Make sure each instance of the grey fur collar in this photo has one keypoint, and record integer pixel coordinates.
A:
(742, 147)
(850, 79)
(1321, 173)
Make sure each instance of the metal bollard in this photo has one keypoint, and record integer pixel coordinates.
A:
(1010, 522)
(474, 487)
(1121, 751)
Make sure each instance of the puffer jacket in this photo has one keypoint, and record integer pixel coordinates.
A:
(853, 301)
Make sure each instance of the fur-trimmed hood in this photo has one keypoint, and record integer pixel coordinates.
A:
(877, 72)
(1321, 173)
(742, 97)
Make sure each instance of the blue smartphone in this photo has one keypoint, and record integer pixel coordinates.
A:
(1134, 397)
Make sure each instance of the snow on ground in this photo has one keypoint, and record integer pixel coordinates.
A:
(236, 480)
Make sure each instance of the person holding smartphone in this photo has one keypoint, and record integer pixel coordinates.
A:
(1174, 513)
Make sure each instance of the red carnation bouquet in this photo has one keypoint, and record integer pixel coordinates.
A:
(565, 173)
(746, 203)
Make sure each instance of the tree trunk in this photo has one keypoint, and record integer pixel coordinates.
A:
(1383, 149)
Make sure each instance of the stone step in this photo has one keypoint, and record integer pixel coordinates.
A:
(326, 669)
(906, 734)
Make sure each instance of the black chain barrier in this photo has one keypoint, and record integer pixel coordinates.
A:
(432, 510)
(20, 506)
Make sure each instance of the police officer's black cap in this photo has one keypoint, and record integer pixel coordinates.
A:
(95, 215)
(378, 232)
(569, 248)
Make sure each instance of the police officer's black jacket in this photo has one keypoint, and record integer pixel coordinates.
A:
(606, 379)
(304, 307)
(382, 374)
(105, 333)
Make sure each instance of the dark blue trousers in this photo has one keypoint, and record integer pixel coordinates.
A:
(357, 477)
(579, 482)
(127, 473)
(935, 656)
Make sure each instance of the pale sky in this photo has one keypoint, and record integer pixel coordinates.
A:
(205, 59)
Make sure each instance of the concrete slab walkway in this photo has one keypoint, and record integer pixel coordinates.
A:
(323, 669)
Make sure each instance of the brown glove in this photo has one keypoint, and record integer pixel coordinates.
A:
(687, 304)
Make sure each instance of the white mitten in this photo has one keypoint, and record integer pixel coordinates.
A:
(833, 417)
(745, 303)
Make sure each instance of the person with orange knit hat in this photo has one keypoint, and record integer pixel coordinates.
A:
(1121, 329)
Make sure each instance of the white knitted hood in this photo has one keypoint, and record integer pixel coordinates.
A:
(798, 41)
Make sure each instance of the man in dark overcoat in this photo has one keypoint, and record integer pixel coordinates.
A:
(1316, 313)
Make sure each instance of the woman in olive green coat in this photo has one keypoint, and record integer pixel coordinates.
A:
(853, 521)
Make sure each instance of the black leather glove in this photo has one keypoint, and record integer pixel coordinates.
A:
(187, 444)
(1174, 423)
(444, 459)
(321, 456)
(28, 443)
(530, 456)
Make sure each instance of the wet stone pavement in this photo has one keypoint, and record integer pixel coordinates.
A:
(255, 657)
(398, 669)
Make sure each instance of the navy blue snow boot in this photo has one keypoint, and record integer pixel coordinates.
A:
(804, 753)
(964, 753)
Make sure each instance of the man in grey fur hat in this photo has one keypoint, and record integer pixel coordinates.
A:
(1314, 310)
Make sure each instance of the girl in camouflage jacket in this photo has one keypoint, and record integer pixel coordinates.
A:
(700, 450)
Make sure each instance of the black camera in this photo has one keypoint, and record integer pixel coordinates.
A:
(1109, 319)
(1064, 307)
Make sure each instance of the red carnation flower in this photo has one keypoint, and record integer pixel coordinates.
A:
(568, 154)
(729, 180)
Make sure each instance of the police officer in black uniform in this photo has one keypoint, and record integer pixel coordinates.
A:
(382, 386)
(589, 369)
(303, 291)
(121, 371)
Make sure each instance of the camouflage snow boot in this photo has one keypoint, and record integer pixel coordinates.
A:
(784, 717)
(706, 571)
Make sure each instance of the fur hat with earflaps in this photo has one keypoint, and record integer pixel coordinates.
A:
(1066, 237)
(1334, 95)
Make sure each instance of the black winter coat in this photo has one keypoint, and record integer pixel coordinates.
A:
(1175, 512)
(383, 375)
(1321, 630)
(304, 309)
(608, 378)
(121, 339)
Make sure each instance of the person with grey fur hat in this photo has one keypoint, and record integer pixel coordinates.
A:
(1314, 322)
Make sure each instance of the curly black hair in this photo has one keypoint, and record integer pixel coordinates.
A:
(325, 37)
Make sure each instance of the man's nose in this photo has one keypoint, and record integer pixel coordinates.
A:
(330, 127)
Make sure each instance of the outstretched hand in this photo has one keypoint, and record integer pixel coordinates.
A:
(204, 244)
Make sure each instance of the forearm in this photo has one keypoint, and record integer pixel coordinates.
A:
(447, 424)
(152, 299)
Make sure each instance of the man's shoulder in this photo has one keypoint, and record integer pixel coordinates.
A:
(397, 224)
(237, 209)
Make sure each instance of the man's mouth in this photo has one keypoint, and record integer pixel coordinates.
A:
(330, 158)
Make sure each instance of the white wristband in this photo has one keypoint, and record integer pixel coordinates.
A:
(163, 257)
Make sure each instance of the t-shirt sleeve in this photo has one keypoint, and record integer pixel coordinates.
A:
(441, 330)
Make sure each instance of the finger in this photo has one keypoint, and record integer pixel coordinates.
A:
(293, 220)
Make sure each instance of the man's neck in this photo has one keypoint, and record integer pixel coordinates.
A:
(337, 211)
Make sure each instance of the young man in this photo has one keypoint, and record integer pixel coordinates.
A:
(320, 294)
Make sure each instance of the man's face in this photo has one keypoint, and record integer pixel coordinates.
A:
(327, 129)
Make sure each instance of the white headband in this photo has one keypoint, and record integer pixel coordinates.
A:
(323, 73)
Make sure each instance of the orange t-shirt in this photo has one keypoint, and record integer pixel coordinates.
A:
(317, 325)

+ + + + +

__Exercise__: Rewrite every line from the start of the entries through the line with "(1121, 751)", shifting each coordinate in the answers by adding 99 to it. Include all the lines in that span, not only the answers.

__Completed task__:
Make sure each instance of the grey fur collar in this photo has one keypoint, and record integer pixel coordinates.
A:
(841, 246)
(949, 178)
(1420, 272)
Make sure each instance of the metal bollard in this photo has one keypoint, and record integer pixel coordinates.
A:
(1109, 621)
(573, 586)
(1220, 850)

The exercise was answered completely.